• _Reading text_:
______
Let us first fix $d\le \log^A x$ and move on to estimate $S_d(x)$
and $E_d(x)$, by using the Bombieri-Vinogradov Theorem.

It turns out that it is more convenient to estimate
$$S_d(x) - S_d(x/2) \qquad \mbox{ and } \qquad  E_d(x) - E_d(x/2)$$
and similarly for $x/2$, $x/2^2$, \ldots in place of $x$. This is
why, for any fixed integer $r\ge 1$, we write
\begin{equation} \label{eq:M1aa}
M_1(x)  =  \sum_{d\le \log^A x} \kappa(d) \sum_{j=0}^r A_d(x/2^j) +
O\left( \frac x{2^r} \right) + O \left(  \frac x{\log^{A\kappa} x}
\right),
\end{equation}
where
$$A_d(x/2^j) = S_d(x/2^j) - S_d(x/2^{j+1}).$$

Similarly, for any fixed integer $r\ge 1$, we may write
\begin{equation} \label{eq:N1a}
N_1(x)  =  \sum_{d\le \log^A x} h(d) \sum_{j=0}^r B_d(x/2^j) +
O\left( \frac x{2^r} \right) + O \left(  \frac x{\log^{A\kappa} x}
\right),
\end{equation}
where
$$B_d(x/2^j) = E_d(x/2^j) - E_d(x/2^{j+1}).$$


For now, fix $x$ and set
\begin{equation} \label{eq:defrr}
r:= \left\lfloor \frac{A\kappa \log \log x}{\log 2} \right\rfloor
\quad \mbox{ so that } \quad  2^r \approx \log^{A\kappa} x.
\end{equation}

We now proceed to estimate $A_d(x)$ and $B_d(x)$.
______
• _Records provided_:
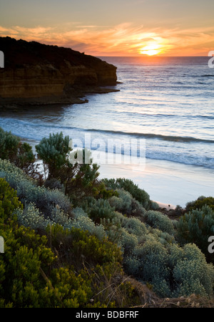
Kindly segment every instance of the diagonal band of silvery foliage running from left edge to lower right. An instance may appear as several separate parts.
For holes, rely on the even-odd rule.
[[[17,213],[19,222],[24,226],[45,229],[49,224],[61,224],[65,229],[75,227],[88,230],[100,239],[107,235],[121,246],[126,273],[143,283],[152,284],[158,296],[189,296],[193,293],[213,295],[213,265],[207,263],[205,255],[195,244],[185,244],[183,247],[176,244],[175,229],[170,219],[158,212],[143,211],[143,216],[136,218],[113,211],[113,202],[114,206],[118,202],[123,209],[131,209],[133,200],[130,194],[121,192],[118,198],[121,200],[113,197],[111,205],[103,200],[93,201],[88,212],[76,208],[72,210],[71,217],[67,211],[70,202],[62,192],[36,187],[34,181],[9,162],[0,160],[0,177],[5,177],[24,201],[24,210]],[[40,202],[49,205],[49,216],[44,214]],[[207,212],[210,214],[209,209]],[[103,218],[106,230],[102,224],[93,222],[89,217],[91,213],[96,217],[107,215],[108,218]],[[198,224],[197,218],[201,214],[193,214],[195,222],[186,217],[184,224],[187,226],[184,229]],[[209,222],[209,218],[202,218],[205,220],[203,224]]]

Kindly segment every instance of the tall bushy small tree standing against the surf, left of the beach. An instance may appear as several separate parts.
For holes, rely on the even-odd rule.
[[[73,199],[96,194],[99,167],[92,164],[91,152],[82,150],[82,160],[78,162],[76,156],[79,151],[73,151],[73,158],[71,151],[70,139],[63,137],[63,133],[49,135],[36,145],[36,152],[44,162],[44,170],[49,173],[48,180],[59,180],[65,187],[65,193]]]

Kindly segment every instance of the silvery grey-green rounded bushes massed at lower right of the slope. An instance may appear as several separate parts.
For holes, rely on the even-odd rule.
[[[143,283],[153,285],[158,296],[189,296],[199,294],[212,296],[214,269],[208,264],[205,255],[195,244],[181,247],[168,232],[170,224],[165,217],[159,229],[141,222],[137,218],[123,217],[116,212],[121,221],[120,239],[126,273],[135,276]],[[163,231],[160,229],[163,227]],[[111,237],[111,232],[108,234]]]

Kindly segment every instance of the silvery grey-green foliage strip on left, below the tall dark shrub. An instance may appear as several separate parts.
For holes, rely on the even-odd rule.
[[[96,225],[83,209],[71,210],[68,197],[59,190],[36,187],[22,170],[6,160],[0,160],[0,177],[4,177],[24,204],[24,210],[17,213],[19,223],[35,230],[46,229],[51,224],[60,224],[64,229],[88,230],[102,239],[106,236],[103,226]],[[109,206],[110,207],[110,206]]]

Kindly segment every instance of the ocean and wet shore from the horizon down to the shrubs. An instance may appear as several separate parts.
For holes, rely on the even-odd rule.
[[[193,186],[195,194],[188,195],[187,191],[185,202],[188,197],[199,197],[203,192],[212,195],[214,68],[209,68],[209,58],[142,56],[101,59],[117,66],[120,83],[113,88],[119,89],[119,92],[88,95],[88,103],[81,105],[53,105],[1,113],[0,127],[32,145],[49,136],[49,133],[61,131],[78,142],[83,142],[86,135],[91,135],[92,142],[112,139],[127,142],[128,145],[131,140],[144,140],[145,154],[137,154],[136,157],[146,157],[146,164],[152,166],[157,174],[164,165],[165,175],[170,174],[171,179],[173,175],[178,179],[178,172],[182,172],[181,179],[191,173],[188,182],[192,180],[194,184],[197,180]],[[104,152],[106,146],[99,145],[99,149]],[[126,155],[126,152],[125,149],[123,154]],[[120,167],[121,171],[116,168],[118,165],[111,165],[105,175],[114,177],[120,173],[123,177],[133,178],[130,165]],[[143,170],[139,169],[134,177],[144,188],[141,180]],[[156,177],[155,185],[148,185],[153,199],[158,198],[162,187],[158,180],[160,177]],[[145,185],[148,181],[145,180]],[[170,187],[172,185],[173,181]],[[178,198],[173,199],[176,185],[173,189],[168,187],[165,194],[161,192],[158,201],[179,203],[179,198],[183,198],[179,192]],[[204,191],[200,186],[207,189]],[[189,187],[186,189],[189,190]],[[180,200],[179,204],[182,203],[183,200]]]

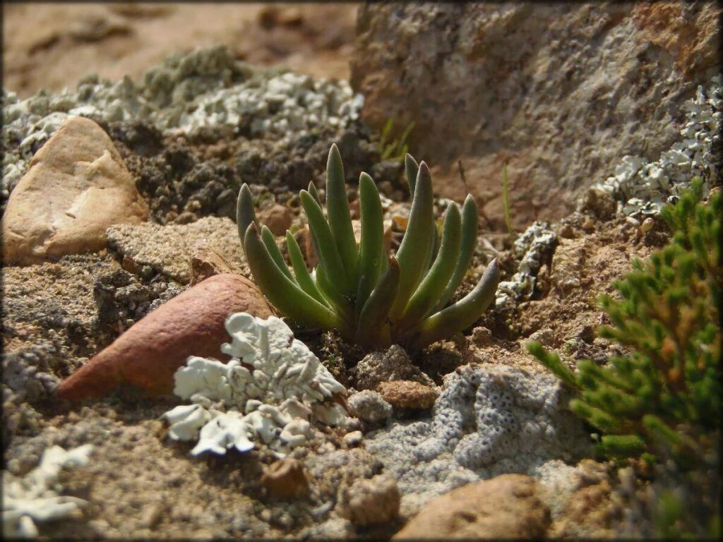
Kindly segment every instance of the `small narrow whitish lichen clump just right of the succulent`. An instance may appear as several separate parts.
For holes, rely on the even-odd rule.
[[[515,239],[515,259],[520,259],[517,272],[510,280],[503,280],[497,286],[495,306],[502,309],[513,306],[524,296],[534,291],[537,272],[544,258],[552,254],[557,244],[557,234],[547,222],[535,221]]]

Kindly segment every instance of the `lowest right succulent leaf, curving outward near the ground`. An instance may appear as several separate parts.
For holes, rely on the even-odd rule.
[[[406,332],[401,342],[411,348],[422,348],[471,326],[494,301],[499,283],[500,265],[497,259],[493,259],[469,294],[413,327]]]

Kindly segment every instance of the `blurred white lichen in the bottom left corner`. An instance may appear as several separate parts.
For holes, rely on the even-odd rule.
[[[3,534],[11,538],[36,538],[35,522],[59,520],[77,515],[87,502],[74,496],[61,496],[58,477],[67,467],[85,465],[93,445],[65,451],[53,446],[43,452],[40,465],[17,477],[2,473],[2,526]]]

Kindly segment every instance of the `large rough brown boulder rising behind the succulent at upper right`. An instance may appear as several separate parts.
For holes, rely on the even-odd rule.
[[[713,2],[367,4],[351,85],[411,148],[440,194],[465,186],[502,221],[560,218],[583,189],[677,137],[680,105],[720,69]],[[434,111],[434,113],[430,113]],[[452,129],[453,127],[453,129]]]

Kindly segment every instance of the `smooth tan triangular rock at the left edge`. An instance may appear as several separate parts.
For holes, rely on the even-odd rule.
[[[106,228],[148,208],[121,155],[90,119],[68,119],[30,160],[2,220],[3,256],[24,264],[106,246]]]

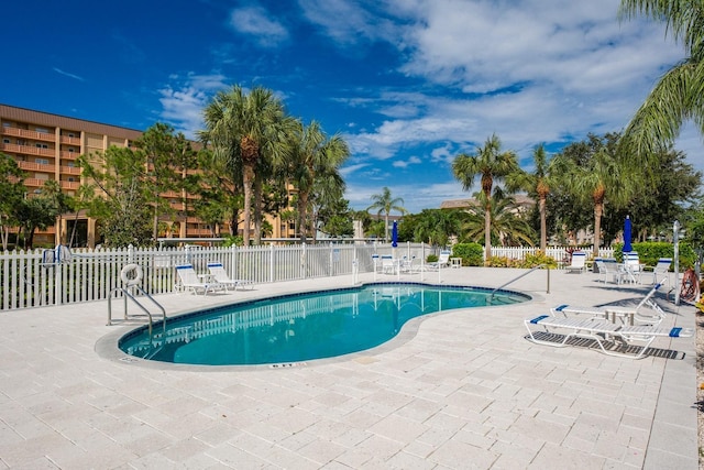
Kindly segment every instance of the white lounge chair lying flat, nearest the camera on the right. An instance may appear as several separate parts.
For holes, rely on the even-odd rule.
[[[605,354],[630,359],[644,358],[657,338],[684,338],[694,335],[693,328],[623,326],[598,318],[557,318],[551,315],[526,318],[524,325],[530,340],[538,345],[564,347],[572,338],[586,338],[596,341]],[[531,326],[539,326],[542,331],[534,331]],[[632,349],[638,347],[640,349]]]

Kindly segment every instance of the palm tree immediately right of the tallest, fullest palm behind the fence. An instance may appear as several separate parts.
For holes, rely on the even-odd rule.
[[[298,227],[300,241],[306,242],[308,231],[308,203],[317,179],[337,174],[337,170],[350,156],[350,149],[341,135],[331,138],[322,131],[317,121],[309,125],[298,122],[292,135],[289,150],[289,177],[298,188]],[[331,182],[341,179],[332,178]],[[311,228],[315,230],[315,227]]]

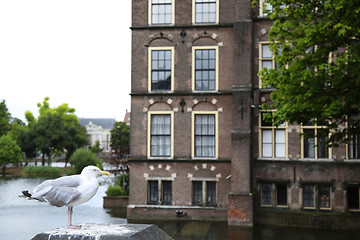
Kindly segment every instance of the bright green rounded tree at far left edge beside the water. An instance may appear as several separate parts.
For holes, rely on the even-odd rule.
[[[6,165],[9,163],[17,165],[22,161],[22,151],[16,141],[8,135],[0,137],[0,165],[2,173],[5,174]]]

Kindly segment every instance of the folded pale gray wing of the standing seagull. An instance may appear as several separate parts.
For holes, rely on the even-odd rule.
[[[80,192],[76,188],[80,183],[79,175],[47,180],[34,189],[31,198],[62,207],[79,198]]]

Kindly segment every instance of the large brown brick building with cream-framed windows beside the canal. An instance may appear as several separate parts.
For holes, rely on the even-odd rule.
[[[358,143],[327,149],[319,136],[299,137],[321,126],[261,121],[272,90],[257,73],[275,64],[262,7],[132,1],[128,219],[311,226],[358,217]]]

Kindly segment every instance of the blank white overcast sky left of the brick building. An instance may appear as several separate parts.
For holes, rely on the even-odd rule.
[[[78,117],[130,111],[131,0],[0,1],[0,101],[38,116],[49,97]]]

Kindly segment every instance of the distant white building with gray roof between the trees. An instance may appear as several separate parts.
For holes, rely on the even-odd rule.
[[[113,128],[116,122],[113,118],[79,118],[80,124],[86,128],[86,132],[89,136],[89,142],[91,146],[94,146],[97,141],[100,143],[100,147],[103,148],[103,152],[110,152],[110,130]]]

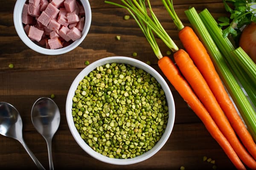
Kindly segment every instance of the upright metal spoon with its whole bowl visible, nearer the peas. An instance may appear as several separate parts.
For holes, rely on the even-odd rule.
[[[32,123],[47,142],[50,170],[53,170],[52,137],[58,130],[60,117],[58,106],[52,99],[47,97],[39,98],[32,107]]]

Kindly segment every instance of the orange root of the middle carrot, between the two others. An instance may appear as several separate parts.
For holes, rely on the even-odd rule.
[[[189,82],[198,98],[201,99],[201,102],[204,104],[205,108],[212,116],[212,119],[216,122],[221,132],[230,142],[239,158],[249,168],[256,169],[256,161],[252,158],[252,156],[250,156],[247,150],[245,150],[244,146],[237,138],[236,133],[230,125],[230,122],[227,120],[204,77],[201,75],[200,71],[189,57],[189,54],[184,50],[179,50],[174,54],[174,59],[180,68],[181,73]]]

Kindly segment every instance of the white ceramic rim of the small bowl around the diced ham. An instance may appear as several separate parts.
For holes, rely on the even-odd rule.
[[[17,31],[17,34],[19,35],[20,39],[32,50],[37,51],[38,53],[41,54],[47,54],[47,55],[58,55],[58,54],[64,54],[67,53],[74,48],[76,48],[86,37],[90,24],[91,24],[91,8],[90,8],[90,3],[88,0],[80,0],[85,11],[85,23],[84,23],[84,29],[82,31],[82,37],[79,38],[78,40],[74,41],[72,44],[68,45],[67,47],[64,48],[59,48],[59,49],[47,49],[43,48],[39,45],[36,45],[32,40],[29,39],[29,37],[26,35],[24,28],[23,28],[23,23],[21,20],[21,15],[22,15],[22,9],[24,6],[24,3],[26,0],[17,0],[15,3],[14,7],[14,12],[13,12],[13,20],[14,20],[14,26]]]

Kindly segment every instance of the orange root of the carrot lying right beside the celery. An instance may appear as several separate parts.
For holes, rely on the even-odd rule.
[[[209,88],[230,121],[233,129],[241,139],[241,142],[253,158],[256,159],[256,144],[231,102],[204,45],[198,39],[193,29],[188,26],[179,31],[179,38],[198,70],[204,76]]]

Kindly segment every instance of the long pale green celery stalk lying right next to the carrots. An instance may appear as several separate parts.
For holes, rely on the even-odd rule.
[[[195,8],[190,8],[185,11],[186,16],[189,19],[192,27],[197,33],[199,39],[207,48],[207,51],[212,59],[212,62],[215,65],[216,71],[220,75],[224,85],[227,88],[230,96],[232,97],[236,107],[238,108],[242,118],[244,119],[245,124],[247,125],[251,135],[253,136],[254,141],[256,141],[256,112],[250,105],[249,100],[242,91],[239,83],[236,81],[236,78],[233,76],[230,71],[225,58],[219,51],[215,42],[212,40],[207,28],[204,26],[201,18],[199,17]]]

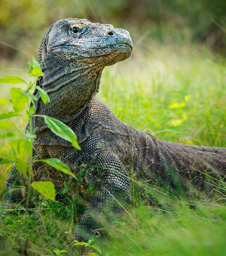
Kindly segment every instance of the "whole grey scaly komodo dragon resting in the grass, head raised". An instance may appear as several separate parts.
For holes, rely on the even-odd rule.
[[[42,118],[33,117],[32,127],[37,127],[33,158],[56,157],[74,174],[86,165],[81,186],[95,184],[95,189],[74,229],[74,238],[81,240],[100,227],[95,219],[97,213],[107,216],[107,208],[118,214],[123,211],[122,204],[131,202],[131,172],[137,179],[172,189],[176,188],[176,174],[185,193],[191,184],[209,193],[213,187],[206,187],[208,176],[203,173],[215,179],[226,173],[225,148],[157,140],[121,122],[96,98],[103,68],[127,59],[132,48],[126,30],[75,18],[53,23],[39,48],[38,61],[44,76],[37,79],[37,84],[48,93],[50,103],[44,104],[35,91],[35,114],[52,116],[69,125],[77,134],[81,150],[53,134]],[[69,181],[68,175],[42,162],[33,164],[33,173],[34,180],[51,180],[57,191],[63,188],[65,180]],[[18,175],[13,167],[8,188],[22,184]],[[5,203],[16,202],[21,197],[16,193],[8,194]]]

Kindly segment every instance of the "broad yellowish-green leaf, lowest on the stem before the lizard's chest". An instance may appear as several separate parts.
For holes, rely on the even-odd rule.
[[[56,190],[52,182],[35,181],[31,184],[31,186],[47,199],[55,201]]]

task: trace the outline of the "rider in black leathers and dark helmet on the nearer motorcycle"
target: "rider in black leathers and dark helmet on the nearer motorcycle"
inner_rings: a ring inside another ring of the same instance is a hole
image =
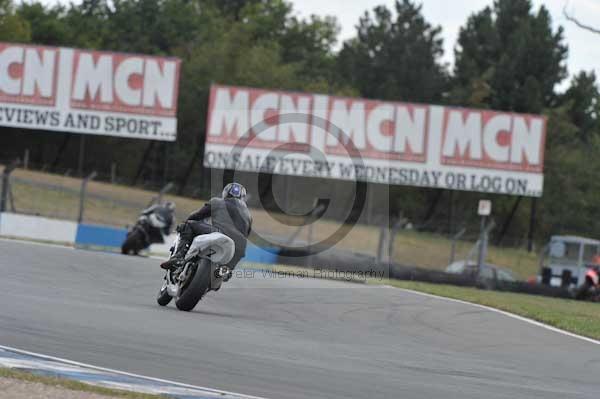
[[[210,223],[205,221],[208,218]],[[230,270],[233,270],[246,254],[246,243],[251,228],[252,216],[246,205],[246,189],[239,183],[230,183],[225,186],[220,198],[212,198],[177,226],[179,233],[177,251],[160,267],[174,270],[183,266],[185,254],[196,236],[219,232],[235,243],[235,254],[227,265]]]

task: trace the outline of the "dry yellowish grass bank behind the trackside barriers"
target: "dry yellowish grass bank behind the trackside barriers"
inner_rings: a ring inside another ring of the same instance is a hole
[[[2,179],[9,182],[5,191],[5,210],[125,227],[136,221],[142,209],[160,199],[177,204],[177,220],[184,220],[204,203],[201,199],[171,195],[168,189],[173,188],[172,186],[166,187],[161,194],[97,181],[94,177],[96,176],[88,175],[86,181],[71,177],[68,171],[49,174],[17,169],[8,179]],[[305,187],[295,192],[302,193],[309,189],[310,187]],[[287,196],[290,198],[289,193]],[[380,196],[377,192],[367,194],[371,201]],[[298,201],[297,198],[294,199]],[[327,242],[343,227],[335,217],[327,215],[324,218],[314,218],[310,223],[282,222],[277,219],[289,216],[274,217],[272,212],[259,207],[257,202],[256,198],[251,201],[254,205],[254,229],[258,235],[275,244],[302,247]],[[380,202],[378,206],[384,205],[384,202]],[[477,259],[479,231],[476,229],[462,229],[453,234],[423,232],[420,226],[414,226],[401,217],[377,221],[369,207],[361,211],[363,214],[359,223],[343,232],[339,242],[335,243],[336,249],[366,254],[379,261],[389,260],[401,265],[436,270],[444,270],[454,261]],[[535,275],[538,269],[537,255],[518,248],[491,246],[487,251],[487,261],[509,268],[520,279]]]

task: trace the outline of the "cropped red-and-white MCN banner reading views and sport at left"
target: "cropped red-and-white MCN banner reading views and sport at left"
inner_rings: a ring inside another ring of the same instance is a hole
[[[0,126],[175,141],[180,61],[0,43]]]

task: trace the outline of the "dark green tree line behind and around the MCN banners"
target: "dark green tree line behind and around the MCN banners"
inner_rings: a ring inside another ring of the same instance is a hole
[[[562,27],[554,28],[549,11],[531,0],[495,0],[474,10],[461,27],[453,66],[443,62],[442,30],[414,0],[365,10],[354,36],[343,43],[335,17],[298,17],[285,0],[83,0],[54,6],[0,0],[0,41],[182,59],[177,142],[140,145],[88,136],[85,170],[109,171],[116,164],[129,184],[175,181],[183,192],[199,194],[195,188],[206,187],[201,158],[211,83],[541,113],[549,124],[545,191],[533,207],[536,237],[600,236],[600,93],[591,71],[572,71],[568,88],[558,90],[569,76]],[[1,142],[3,160],[28,148],[40,167],[77,166],[80,143],[73,135],[3,128]],[[481,197],[390,190],[393,210],[444,232],[457,229],[453,220],[474,222],[467,208]],[[510,236],[521,243],[532,209],[510,197],[498,196],[494,205],[497,240]]]

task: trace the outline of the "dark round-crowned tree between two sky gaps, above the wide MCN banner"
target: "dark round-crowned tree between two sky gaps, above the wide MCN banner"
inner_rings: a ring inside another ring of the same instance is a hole
[[[339,54],[339,70],[363,96],[403,101],[442,101],[447,73],[441,64],[441,27],[429,24],[422,6],[397,0],[365,12],[357,37]]]

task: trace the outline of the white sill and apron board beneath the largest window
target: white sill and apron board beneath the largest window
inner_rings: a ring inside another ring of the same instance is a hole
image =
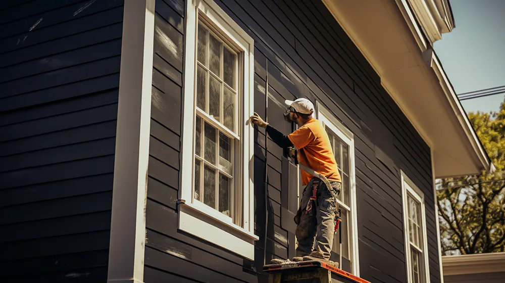
[[[191,210],[192,208],[186,205],[180,206],[179,229],[247,259],[254,260],[254,241],[259,238],[256,236],[257,239],[250,236],[248,239],[240,237],[240,234],[233,233],[234,228],[222,229],[205,215]]]

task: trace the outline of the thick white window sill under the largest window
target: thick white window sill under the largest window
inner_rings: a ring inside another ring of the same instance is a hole
[[[179,229],[247,259],[254,260],[254,241],[260,238],[244,228],[207,213],[199,203],[179,205]],[[217,212],[219,213],[219,212]],[[223,215],[226,218],[225,215]]]

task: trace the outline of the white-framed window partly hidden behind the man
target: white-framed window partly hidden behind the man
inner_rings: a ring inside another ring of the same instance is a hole
[[[359,276],[358,260],[358,218],[356,213],[356,186],[354,161],[354,134],[345,128],[329,111],[319,103],[318,119],[323,124],[330,139],[330,144],[342,178],[342,187],[337,203],[341,209],[342,250],[340,251],[339,233],[333,237],[332,260],[338,261],[342,255],[341,269]],[[335,257],[336,256],[336,257]]]

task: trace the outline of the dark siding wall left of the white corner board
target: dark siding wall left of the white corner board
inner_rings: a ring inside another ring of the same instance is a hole
[[[123,1],[0,4],[0,280],[107,279]]]

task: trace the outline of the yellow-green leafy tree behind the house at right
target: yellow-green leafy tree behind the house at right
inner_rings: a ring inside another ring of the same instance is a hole
[[[496,170],[437,180],[444,255],[505,251],[505,102],[468,118]]]

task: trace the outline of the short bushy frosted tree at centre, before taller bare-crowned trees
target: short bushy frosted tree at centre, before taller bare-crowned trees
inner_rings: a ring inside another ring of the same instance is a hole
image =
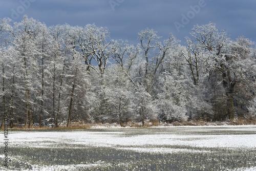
______
• _Activity_:
Answer these questions from the math text above:
1. Which theorem is used to estimate $S_d(x)$ and $E_d(x)$?
2. In the formula for $N_1(x)$, what function of $d$ multiplies the inner sum over $j$?
3. Once $r$ is fixed, what is $2^r$ roughly equal to?

• _Task answer_:
1. The Bombieri-Vinogradov Theorem.
2. $h(d)$.
3. $\log^{A\kappa} x$.